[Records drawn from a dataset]
□ □ □ □ □
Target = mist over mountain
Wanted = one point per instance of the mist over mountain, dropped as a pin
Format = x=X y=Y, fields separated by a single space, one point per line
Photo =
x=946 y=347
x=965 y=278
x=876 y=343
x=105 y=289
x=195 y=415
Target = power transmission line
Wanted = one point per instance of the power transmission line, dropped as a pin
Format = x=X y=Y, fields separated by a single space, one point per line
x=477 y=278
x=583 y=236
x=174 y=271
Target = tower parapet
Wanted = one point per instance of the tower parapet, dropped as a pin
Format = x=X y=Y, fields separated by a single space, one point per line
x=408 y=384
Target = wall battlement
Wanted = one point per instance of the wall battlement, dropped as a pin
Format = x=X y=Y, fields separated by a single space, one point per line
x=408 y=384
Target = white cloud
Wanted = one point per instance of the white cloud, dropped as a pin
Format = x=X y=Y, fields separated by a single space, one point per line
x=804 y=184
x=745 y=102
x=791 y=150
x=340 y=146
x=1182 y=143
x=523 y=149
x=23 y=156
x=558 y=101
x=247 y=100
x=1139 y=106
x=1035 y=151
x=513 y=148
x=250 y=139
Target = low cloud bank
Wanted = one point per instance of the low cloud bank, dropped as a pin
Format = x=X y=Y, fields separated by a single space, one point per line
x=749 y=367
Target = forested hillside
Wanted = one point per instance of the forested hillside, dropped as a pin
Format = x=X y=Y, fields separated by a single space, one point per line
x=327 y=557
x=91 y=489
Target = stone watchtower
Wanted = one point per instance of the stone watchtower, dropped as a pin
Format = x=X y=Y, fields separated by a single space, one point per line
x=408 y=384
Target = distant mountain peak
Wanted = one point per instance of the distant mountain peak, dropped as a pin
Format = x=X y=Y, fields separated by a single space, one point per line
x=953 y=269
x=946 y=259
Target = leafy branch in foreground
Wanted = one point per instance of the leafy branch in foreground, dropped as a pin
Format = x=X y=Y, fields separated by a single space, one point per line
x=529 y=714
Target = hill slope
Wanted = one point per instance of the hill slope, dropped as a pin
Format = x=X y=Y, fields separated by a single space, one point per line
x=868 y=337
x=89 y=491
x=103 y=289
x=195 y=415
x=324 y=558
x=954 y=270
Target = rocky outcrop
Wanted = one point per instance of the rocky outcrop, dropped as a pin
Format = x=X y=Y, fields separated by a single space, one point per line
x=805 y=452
□ □ □ □ □
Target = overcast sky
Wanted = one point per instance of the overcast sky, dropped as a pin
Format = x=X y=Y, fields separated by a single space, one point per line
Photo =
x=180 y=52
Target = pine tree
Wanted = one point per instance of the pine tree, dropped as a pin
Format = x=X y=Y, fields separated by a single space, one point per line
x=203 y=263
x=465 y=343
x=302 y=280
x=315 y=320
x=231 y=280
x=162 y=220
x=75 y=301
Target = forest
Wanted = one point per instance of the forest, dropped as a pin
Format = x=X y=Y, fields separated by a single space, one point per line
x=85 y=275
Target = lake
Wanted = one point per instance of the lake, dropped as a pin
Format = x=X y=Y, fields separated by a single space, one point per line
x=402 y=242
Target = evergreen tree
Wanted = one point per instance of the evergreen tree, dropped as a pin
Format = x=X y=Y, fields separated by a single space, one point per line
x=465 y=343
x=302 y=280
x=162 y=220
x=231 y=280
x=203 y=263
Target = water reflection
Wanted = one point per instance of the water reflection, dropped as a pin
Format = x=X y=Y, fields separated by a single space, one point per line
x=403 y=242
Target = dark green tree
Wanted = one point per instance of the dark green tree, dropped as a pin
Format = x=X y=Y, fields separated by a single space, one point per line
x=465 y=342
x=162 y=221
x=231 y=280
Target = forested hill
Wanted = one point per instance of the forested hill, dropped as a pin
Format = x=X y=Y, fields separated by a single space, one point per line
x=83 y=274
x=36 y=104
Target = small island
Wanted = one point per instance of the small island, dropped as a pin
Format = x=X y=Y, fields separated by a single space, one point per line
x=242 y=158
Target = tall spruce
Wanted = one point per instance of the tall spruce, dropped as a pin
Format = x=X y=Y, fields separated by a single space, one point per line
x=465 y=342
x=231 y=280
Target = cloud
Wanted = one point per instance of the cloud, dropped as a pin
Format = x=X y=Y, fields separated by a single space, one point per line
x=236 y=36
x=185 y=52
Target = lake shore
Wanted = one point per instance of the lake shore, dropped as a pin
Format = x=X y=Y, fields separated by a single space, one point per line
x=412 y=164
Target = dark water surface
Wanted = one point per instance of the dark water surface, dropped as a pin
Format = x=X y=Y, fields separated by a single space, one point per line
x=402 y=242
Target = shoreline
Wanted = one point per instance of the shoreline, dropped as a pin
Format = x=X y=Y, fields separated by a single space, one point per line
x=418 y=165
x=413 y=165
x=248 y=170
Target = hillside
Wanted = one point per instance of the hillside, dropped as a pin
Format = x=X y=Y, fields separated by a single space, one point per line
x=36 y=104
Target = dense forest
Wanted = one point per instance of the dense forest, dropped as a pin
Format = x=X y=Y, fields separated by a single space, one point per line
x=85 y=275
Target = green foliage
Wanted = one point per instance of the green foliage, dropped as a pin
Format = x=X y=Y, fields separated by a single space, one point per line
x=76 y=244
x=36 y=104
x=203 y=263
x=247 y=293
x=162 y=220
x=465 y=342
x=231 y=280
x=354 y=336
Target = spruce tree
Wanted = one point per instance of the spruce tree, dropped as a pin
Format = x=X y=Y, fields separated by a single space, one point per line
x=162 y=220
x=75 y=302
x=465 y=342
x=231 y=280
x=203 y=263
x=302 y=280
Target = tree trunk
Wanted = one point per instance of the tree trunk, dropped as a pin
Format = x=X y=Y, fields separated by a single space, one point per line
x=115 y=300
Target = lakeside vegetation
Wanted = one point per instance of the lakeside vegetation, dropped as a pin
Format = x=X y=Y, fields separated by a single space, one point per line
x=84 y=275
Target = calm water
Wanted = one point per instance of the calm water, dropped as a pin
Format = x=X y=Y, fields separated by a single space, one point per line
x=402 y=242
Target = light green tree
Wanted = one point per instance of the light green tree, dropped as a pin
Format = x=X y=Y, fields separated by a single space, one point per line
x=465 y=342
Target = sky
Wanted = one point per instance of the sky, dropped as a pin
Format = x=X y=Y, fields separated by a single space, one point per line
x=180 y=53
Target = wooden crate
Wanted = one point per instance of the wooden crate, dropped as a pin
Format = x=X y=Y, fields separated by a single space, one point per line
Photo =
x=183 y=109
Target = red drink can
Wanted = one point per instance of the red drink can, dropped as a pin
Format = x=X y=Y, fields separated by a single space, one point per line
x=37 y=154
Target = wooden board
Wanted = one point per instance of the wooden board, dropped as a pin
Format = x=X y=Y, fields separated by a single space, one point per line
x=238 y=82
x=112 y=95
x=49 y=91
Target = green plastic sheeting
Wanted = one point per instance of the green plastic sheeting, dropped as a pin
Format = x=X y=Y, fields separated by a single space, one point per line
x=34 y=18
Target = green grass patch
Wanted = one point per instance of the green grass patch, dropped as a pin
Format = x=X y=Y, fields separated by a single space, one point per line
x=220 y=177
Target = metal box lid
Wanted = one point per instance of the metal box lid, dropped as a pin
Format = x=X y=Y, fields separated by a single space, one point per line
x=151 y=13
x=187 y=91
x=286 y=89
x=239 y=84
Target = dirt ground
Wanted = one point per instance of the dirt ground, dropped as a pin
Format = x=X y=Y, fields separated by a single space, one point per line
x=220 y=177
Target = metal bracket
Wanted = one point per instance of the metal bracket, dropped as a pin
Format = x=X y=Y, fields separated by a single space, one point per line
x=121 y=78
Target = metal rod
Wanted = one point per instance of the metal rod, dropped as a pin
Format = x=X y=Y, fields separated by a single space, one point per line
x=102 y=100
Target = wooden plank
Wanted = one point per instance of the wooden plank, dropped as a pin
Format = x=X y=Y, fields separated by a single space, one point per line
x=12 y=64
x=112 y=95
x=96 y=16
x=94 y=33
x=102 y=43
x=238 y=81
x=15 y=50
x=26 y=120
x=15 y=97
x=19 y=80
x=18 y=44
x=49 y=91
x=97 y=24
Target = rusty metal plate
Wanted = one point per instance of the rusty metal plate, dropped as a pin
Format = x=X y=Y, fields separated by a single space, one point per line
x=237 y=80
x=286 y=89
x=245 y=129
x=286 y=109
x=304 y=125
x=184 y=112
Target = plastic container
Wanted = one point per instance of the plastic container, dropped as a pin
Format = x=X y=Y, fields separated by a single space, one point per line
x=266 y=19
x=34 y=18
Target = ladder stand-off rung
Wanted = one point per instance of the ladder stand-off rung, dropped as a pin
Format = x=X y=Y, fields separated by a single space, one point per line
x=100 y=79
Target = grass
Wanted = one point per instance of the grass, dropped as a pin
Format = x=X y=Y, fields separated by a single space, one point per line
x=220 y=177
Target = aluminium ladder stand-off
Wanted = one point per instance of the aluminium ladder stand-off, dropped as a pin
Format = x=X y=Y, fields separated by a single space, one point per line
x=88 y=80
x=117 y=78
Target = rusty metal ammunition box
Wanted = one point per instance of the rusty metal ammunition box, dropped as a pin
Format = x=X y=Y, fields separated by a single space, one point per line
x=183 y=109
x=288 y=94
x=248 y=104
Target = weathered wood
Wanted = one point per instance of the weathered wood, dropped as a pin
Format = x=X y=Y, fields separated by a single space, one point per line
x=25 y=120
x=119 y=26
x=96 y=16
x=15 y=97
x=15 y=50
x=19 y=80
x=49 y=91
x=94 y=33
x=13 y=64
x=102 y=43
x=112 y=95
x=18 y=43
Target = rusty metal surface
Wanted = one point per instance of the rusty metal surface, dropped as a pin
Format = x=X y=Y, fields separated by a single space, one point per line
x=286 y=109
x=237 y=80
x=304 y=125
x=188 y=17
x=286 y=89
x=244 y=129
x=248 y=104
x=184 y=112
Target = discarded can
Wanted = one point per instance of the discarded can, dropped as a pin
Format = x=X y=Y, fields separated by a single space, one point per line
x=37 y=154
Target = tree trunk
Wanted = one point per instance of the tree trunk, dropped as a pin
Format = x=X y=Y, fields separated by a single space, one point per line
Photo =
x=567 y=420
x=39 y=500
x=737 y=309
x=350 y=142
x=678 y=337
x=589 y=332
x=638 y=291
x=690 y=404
□ □ □ □ □
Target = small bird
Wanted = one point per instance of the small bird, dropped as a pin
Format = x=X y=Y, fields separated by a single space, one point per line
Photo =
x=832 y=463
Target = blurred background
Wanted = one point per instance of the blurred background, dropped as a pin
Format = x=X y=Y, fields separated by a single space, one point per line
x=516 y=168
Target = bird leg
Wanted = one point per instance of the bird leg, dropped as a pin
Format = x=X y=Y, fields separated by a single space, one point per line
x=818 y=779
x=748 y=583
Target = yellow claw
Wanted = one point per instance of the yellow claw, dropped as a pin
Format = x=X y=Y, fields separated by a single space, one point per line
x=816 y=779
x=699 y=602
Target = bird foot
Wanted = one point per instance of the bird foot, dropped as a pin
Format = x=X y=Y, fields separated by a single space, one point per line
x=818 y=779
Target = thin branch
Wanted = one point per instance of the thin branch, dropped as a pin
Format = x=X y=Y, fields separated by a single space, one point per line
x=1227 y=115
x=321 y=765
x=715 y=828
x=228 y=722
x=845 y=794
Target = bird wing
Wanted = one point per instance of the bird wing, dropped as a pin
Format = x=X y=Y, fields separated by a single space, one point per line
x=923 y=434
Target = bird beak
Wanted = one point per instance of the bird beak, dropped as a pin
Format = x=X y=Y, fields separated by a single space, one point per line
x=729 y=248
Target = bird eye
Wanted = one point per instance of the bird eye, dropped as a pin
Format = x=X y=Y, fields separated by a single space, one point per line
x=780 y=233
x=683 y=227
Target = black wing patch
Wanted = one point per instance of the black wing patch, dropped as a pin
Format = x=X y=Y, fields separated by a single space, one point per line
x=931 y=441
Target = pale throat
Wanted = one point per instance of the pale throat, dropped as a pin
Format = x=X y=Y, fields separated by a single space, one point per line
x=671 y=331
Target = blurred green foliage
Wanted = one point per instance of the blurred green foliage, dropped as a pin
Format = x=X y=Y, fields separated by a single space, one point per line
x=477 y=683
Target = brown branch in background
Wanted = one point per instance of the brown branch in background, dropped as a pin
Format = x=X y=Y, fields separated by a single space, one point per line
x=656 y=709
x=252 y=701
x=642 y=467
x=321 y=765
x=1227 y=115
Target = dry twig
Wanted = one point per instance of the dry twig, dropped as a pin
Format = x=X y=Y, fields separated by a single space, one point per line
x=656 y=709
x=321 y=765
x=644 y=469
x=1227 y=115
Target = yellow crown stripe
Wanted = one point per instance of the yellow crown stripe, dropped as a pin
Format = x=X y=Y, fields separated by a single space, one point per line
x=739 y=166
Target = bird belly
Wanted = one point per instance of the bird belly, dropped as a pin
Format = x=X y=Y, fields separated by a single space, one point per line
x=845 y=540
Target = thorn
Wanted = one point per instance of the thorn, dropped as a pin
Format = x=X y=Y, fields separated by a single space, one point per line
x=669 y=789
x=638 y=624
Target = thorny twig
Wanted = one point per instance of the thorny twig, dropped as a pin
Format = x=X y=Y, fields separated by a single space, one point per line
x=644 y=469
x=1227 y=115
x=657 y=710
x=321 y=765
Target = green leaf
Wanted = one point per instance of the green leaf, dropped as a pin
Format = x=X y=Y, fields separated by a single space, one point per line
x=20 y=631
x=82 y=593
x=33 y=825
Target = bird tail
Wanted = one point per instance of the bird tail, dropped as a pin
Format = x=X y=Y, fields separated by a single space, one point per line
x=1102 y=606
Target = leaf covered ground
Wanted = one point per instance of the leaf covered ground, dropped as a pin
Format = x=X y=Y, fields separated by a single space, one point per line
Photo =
□ □ □ □ □
WHAT IS NEEDED ▸
Would you print, exactly as written, every line above from the one holding "Target = light green tree" through the one holding "Wanted = one point per instance of the green plastic", with both included and no other lines?

EXERCISE OUTPUT ▸
Target = light green tree
Wanted = one point per instance of the light green tree, dropped as a pin
Format = x=X y=Y, fields separated by a single space, one point per line
x=465 y=342
Target = sky
Wanted = one point per instance of the sky, dropped as a pin
Format = x=X y=Y, fields separated by a single space, one point per line
x=180 y=53
Target = wooden crate
Wanted = one point per instance of the wooden crate, dropped as a pin
Format = x=X y=Y, fields separated by a single space, one point per line
Photo =
x=183 y=109
Target = red drink can
Wanted = one point per instance of the red drink can, dropped as a pin
Format = x=X y=Y, fields separated by a single space, one point per line
x=37 y=154
Target = wooden board
Wanted = one point per instance of the wooden board, dropped as a pin
Format = x=X y=Y, fields separated by a single space, one point per line
x=238 y=82
x=112 y=95
x=49 y=91
Target = green plastic sheeting
Wanted = one point per instance of the green plastic sheeting, dropped as a pin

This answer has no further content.